Records supplied:
** Start **

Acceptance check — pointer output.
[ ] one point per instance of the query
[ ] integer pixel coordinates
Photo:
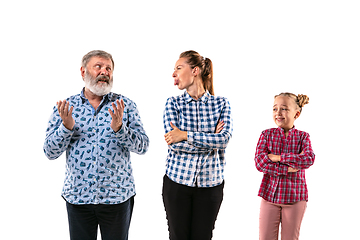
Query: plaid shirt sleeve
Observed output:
(171, 114)
(278, 185)
(214, 140)
(263, 162)
(302, 160)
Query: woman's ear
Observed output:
(82, 70)
(195, 71)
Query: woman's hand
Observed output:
(176, 135)
(219, 126)
(274, 158)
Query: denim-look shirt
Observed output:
(200, 160)
(98, 167)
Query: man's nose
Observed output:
(103, 71)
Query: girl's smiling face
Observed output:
(285, 111)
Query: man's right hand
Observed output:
(66, 114)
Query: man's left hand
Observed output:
(117, 115)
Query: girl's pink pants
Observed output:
(289, 215)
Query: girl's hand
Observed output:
(274, 158)
(290, 169)
(219, 126)
(176, 135)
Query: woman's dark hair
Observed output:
(194, 59)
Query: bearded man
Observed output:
(98, 129)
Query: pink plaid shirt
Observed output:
(278, 185)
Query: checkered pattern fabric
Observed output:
(278, 185)
(200, 160)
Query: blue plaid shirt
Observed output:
(200, 160)
(98, 167)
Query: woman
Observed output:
(198, 127)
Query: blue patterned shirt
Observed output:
(98, 167)
(200, 160)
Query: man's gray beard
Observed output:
(97, 89)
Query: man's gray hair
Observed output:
(96, 53)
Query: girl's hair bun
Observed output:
(302, 100)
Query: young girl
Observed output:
(198, 127)
(283, 154)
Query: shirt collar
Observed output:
(290, 131)
(83, 98)
(204, 98)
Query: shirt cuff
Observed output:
(190, 136)
(63, 131)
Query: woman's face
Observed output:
(183, 74)
(285, 112)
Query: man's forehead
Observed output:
(99, 59)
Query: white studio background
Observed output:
(258, 48)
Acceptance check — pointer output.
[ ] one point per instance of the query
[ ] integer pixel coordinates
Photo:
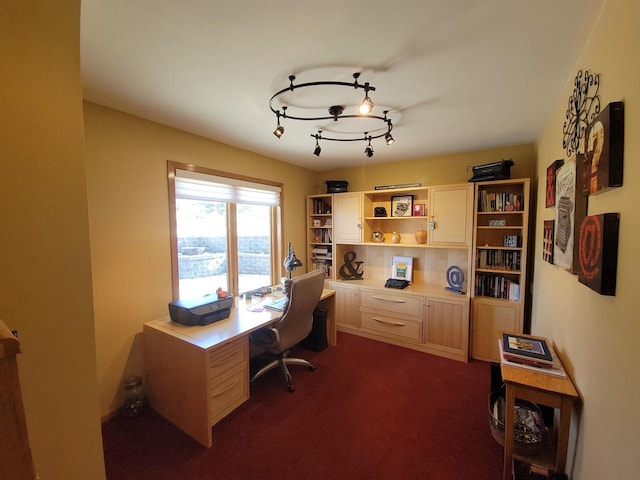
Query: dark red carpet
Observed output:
(369, 411)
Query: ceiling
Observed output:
(455, 75)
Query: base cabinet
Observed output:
(490, 317)
(447, 327)
(424, 322)
(346, 305)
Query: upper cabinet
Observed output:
(347, 217)
(419, 217)
(450, 218)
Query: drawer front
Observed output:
(392, 326)
(228, 356)
(392, 302)
(227, 392)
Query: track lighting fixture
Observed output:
(317, 150)
(369, 150)
(280, 129)
(364, 113)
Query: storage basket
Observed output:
(528, 428)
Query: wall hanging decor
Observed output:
(604, 150)
(565, 215)
(550, 200)
(583, 105)
(598, 247)
(547, 240)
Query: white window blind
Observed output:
(202, 186)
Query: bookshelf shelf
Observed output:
(499, 281)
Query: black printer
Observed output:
(202, 310)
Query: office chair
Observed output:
(294, 325)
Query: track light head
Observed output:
(388, 138)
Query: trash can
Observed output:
(317, 339)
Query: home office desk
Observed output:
(545, 389)
(197, 375)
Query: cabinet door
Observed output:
(451, 210)
(347, 218)
(489, 319)
(447, 326)
(346, 305)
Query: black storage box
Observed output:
(492, 171)
(201, 311)
(525, 471)
(336, 186)
(317, 339)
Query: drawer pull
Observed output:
(389, 300)
(233, 384)
(219, 361)
(397, 324)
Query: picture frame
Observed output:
(402, 205)
(402, 268)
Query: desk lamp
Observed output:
(291, 262)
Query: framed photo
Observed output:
(402, 268)
(402, 206)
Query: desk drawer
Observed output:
(226, 393)
(391, 302)
(228, 356)
(392, 326)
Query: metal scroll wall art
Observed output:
(583, 106)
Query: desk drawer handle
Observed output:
(227, 389)
(389, 300)
(397, 324)
(218, 361)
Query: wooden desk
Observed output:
(196, 376)
(545, 389)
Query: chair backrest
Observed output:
(304, 293)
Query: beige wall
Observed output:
(129, 218)
(45, 279)
(439, 170)
(598, 335)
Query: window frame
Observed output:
(277, 225)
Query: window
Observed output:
(225, 231)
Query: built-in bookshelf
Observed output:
(501, 221)
(320, 233)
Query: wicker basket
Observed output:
(528, 428)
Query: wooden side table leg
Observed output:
(563, 434)
(509, 414)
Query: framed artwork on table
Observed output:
(402, 268)
(402, 206)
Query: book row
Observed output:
(496, 286)
(499, 202)
(322, 235)
(498, 259)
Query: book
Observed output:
(526, 349)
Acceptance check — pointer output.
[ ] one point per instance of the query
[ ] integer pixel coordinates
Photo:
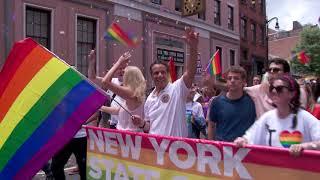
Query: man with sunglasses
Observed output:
(260, 93)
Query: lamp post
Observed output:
(277, 27)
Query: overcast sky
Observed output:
(304, 11)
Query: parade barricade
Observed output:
(114, 154)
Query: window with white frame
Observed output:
(217, 12)
(86, 41)
(230, 18)
(38, 25)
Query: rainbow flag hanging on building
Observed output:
(214, 66)
(114, 32)
(43, 103)
(303, 57)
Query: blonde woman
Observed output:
(132, 91)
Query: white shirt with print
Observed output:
(166, 112)
(282, 134)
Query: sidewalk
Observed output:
(69, 170)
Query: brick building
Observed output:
(282, 43)
(253, 45)
(70, 28)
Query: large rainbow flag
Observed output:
(116, 33)
(214, 66)
(43, 103)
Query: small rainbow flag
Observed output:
(43, 103)
(114, 32)
(214, 66)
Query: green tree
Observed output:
(310, 43)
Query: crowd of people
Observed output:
(268, 112)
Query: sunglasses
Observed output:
(279, 89)
(274, 70)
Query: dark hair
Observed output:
(295, 104)
(284, 63)
(258, 76)
(238, 69)
(158, 62)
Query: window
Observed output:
(202, 15)
(232, 57)
(243, 1)
(217, 12)
(253, 3)
(230, 17)
(262, 33)
(178, 5)
(253, 33)
(244, 55)
(262, 6)
(86, 41)
(220, 53)
(156, 2)
(165, 54)
(38, 25)
(243, 28)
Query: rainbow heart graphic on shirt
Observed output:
(287, 139)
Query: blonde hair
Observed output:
(134, 79)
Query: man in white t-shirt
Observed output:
(98, 80)
(165, 107)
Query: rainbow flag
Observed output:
(214, 66)
(114, 32)
(43, 103)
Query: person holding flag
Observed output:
(230, 115)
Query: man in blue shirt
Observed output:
(233, 113)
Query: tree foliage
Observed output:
(310, 43)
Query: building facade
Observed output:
(71, 28)
(253, 44)
(282, 43)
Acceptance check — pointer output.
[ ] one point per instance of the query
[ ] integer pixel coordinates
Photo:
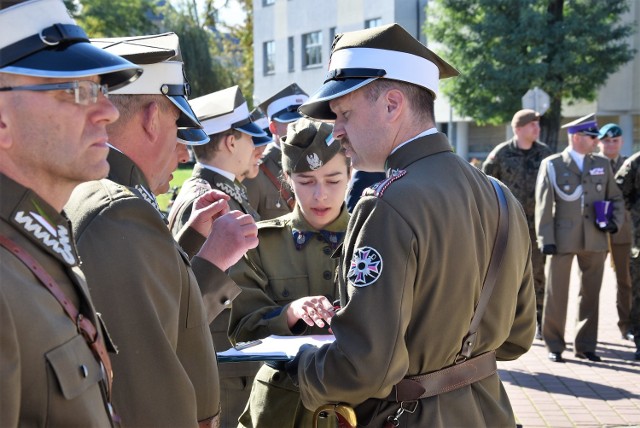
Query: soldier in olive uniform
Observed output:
(628, 178)
(516, 163)
(141, 279)
(569, 186)
(54, 366)
(235, 147)
(611, 142)
(288, 281)
(266, 192)
(416, 251)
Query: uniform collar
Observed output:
(419, 148)
(37, 220)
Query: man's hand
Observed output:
(549, 249)
(231, 236)
(313, 310)
(208, 207)
(610, 227)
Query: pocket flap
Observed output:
(74, 366)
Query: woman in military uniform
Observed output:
(288, 280)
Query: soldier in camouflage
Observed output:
(628, 178)
(516, 162)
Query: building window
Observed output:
(371, 23)
(312, 49)
(292, 54)
(269, 55)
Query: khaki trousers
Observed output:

** End **

Direction: Print each entry shown above with exact wording and no pictures.

Expected answer:
Acceptance check — pointer output.
[ ] one point per instance of the query
[ ] integer pixel coordinates
Photo:
Query: plaid shirt sleeve
Observed output:
(171, 114)
(278, 185)
(214, 140)
(263, 162)
(302, 160)
Query: woman's ear
Observed output:
(82, 70)
(195, 71)
Query: woman's hand
Observed output:
(176, 135)
(219, 126)
(274, 158)
Query: denim-look shirt
Observed output:
(200, 160)
(98, 167)
Query: man's nose
Observed output:
(103, 71)
Query: girl's smiling face
Observed output:
(285, 111)
Query: man's right hand
Observed output:
(66, 114)
Query: man's left hand
Observed output:
(117, 115)
Query: girl's pink pants
Observed output:
(289, 215)
Query: girl's hand
Observed output:
(274, 158)
(290, 169)
(219, 126)
(176, 135)
Query: woman's dark hair
Observed output:
(194, 59)
Query: bearded man
Observed output:
(98, 129)
Query: pink plaid shirt
Observed output:
(278, 185)
Query: checkered pattern fabric
Observed output:
(278, 185)
(200, 160)
Query: blue plaid shirt
Observed output:
(200, 160)
(98, 167)
Query: woman
Observed output:
(198, 127)
Query: blue patterned shirt
Observed output:
(98, 167)
(200, 160)
Query: man's gray beard
Observed output:
(97, 89)
Query: man's gray hair
Observed output:
(96, 53)
Query: girl's hair bun
Observed output:
(302, 100)
Query: young girl
Observed output:
(198, 127)
(283, 154)
Query: shirt collar
Observed output:
(290, 131)
(83, 98)
(204, 98)
Query: shirt cuff
Observed output:
(190, 136)
(63, 131)
Query: woman's face
Observed output:
(183, 74)
(285, 112)
Query: man's forehead
Observed output:
(99, 59)
Query: white studio background
Observed output:
(258, 48)
Acceptance check — pointer output.
[ ] one point per instance of the query
[ ] integer pixel coordinates
Photo:
Query: dark red carpet
Observed output:
(369, 411)
Query: ceiling
Observed output:
(455, 75)
Query: base cabinet
Observed output:
(490, 317)
(447, 327)
(424, 322)
(346, 305)
Query: upper cabinet
Observed output:
(347, 217)
(419, 217)
(450, 218)
Query: drawer front
Observed output:
(392, 326)
(228, 356)
(392, 302)
(227, 392)
Query: track lighting fixture
Observed output:
(317, 150)
(369, 150)
(280, 129)
(364, 113)
Query: storage basket
Observed output:
(528, 428)
Query: wall hanging decor
Observed output:
(604, 150)
(565, 215)
(550, 200)
(583, 105)
(598, 247)
(547, 240)
Query: white window blind
Observed output:
(202, 186)
Query: bookshelf shelf
Observed output:
(499, 281)
Query: black printer
Observed output:
(202, 310)
Query: office chair
Observed output:
(294, 325)
Query: track light head
Observed output:
(388, 138)
Query: trash can
Observed output:
(317, 339)
Query: home office desk
Observed output:
(545, 389)
(197, 375)
Query: cabinet door
Observed output:
(451, 210)
(347, 218)
(489, 319)
(447, 326)
(346, 305)
Query: black storage box
Observed output:
(492, 171)
(201, 311)
(525, 471)
(336, 186)
(317, 339)
Query: drawer pull
Observed output:
(389, 300)
(233, 384)
(219, 361)
(397, 324)
Query: picture frame
Observed output:
(402, 205)
(402, 268)
Query: desk lamp
Observed output:
(291, 262)
Query: framed photo
Observed output:
(402, 268)
(402, 206)
Query: desk drawer
Observed output:
(226, 393)
(391, 302)
(228, 356)
(392, 326)
Query: metal scroll wall art
Observed output:
(583, 106)
Query: desk drawer handle
Observed output:
(227, 389)
(389, 300)
(397, 324)
(218, 361)
Query: wooden desk
Observed output:
(196, 376)
(545, 389)
Query: chair backrest
Observed output:
(304, 293)
Query: beige wall
Observed output:
(129, 218)
(45, 279)
(439, 170)
(598, 335)
Query: window frame
Observed output:
(277, 225)
Query: window
Observed output:
(225, 231)
Query: built-in bookshelf
Observed output:
(501, 221)
(320, 233)
Query: wicker basket
Observed output:
(528, 428)
Query: wooden side table leg
Observed output:
(563, 434)
(509, 414)
Query: framed artwork on table
Observed output:
(402, 268)
(402, 206)
Query: book row
Observed output:
(496, 286)
(499, 202)
(322, 235)
(498, 259)
Query: book
Observed output:
(526, 349)
Acceptance check — pointer output.
[ ] one point per instance of the query
[ ] integer pixel coordinates
Photo:
Query: man with sunglasses
Observed output:
(260, 93)
Query: lamp post
Observed output:
(277, 27)
Query: overcast sky
Observed output:
(304, 11)
Query: parade barricade
Observed output:
(114, 154)
Query: window with white frame
Observed output:
(217, 12)
(86, 41)
(230, 18)
(38, 25)
Query: rainbow flag hanging on building
Observed output:
(214, 66)
(114, 32)
(43, 103)
(303, 57)
Query: blonde woman
Observed output:
(132, 91)
Query: white shirt with print
Observed output:
(166, 112)
(282, 134)
Query: sidewalk
Observed output:
(69, 170)
Query: brick building
Observed output:
(282, 43)
(253, 45)
(70, 28)
Query: large rainbow flag
Observed output:
(116, 33)
(214, 66)
(43, 103)
Query: small rainbow flag
Observed output:
(43, 103)
(114, 32)
(214, 66)
Query: green tree
Observed output:
(310, 43)
Query: crowd of people
Observed output:
(268, 112)
Query: sunglasses
Observed output:
(279, 89)
(274, 70)
Query: dark hair
Observed output:
(295, 104)
(284, 63)
(258, 76)
(238, 69)
(158, 62)
Query: window
Observed output:
(202, 15)
(232, 57)
(243, 1)
(217, 12)
(253, 3)
(230, 17)
(262, 33)
(178, 5)
(253, 33)
(244, 55)
(262, 6)
(86, 41)
(220, 53)
(156, 2)
(165, 54)
(38, 25)
(243, 28)
Query: rainbow heart graphic on shirt
Observed output:
(287, 139)
Query: blonde hair
Observed output:
(134, 79)
Query: man in white t-shirt
Observed output:
(98, 80)
(165, 107)
Query: rainbow flag
Observed output:
(214, 66)
(114, 32)
(43, 103)
Query: person holding flag
Observed output:
(230, 115)
Query: man in blue shirt
Observed output:
(233, 113)
Query: tree foliage
Observed output:
(310, 43)
Query: building facade
Observed output:
(71, 28)
(253, 44)
(282, 43)
Acceptance check — pointer output.
[ ] one point per instance of the query
[ ] integer pixel coordinates
Photo:
Query: soldier in olive uniform
Observed output:
(628, 178)
(516, 163)
(141, 279)
(569, 186)
(54, 366)
(235, 147)
(611, 142)
(288, 281)
(266, 192)
(416, 251)
Query: uniform collar
Observed output:
(419, 148)
(37, 220)
Query: man's hand
Observed output:
(549, 249)
(231, 236)
(313, 310)
(208, 207)
(610, 227)
Query: pocket flap
Observed output:
(74, 366)
Query: woman in military uniform
Observed output:
(288, 280)
Query: soldier in camouflage
Observed output:
(628, 178)
(516, 162)
Query: building window
Observed output:
(371, 23)
(312, 49)
(292, 54)
(269, 55)
Query: khaki trousers
Observed output:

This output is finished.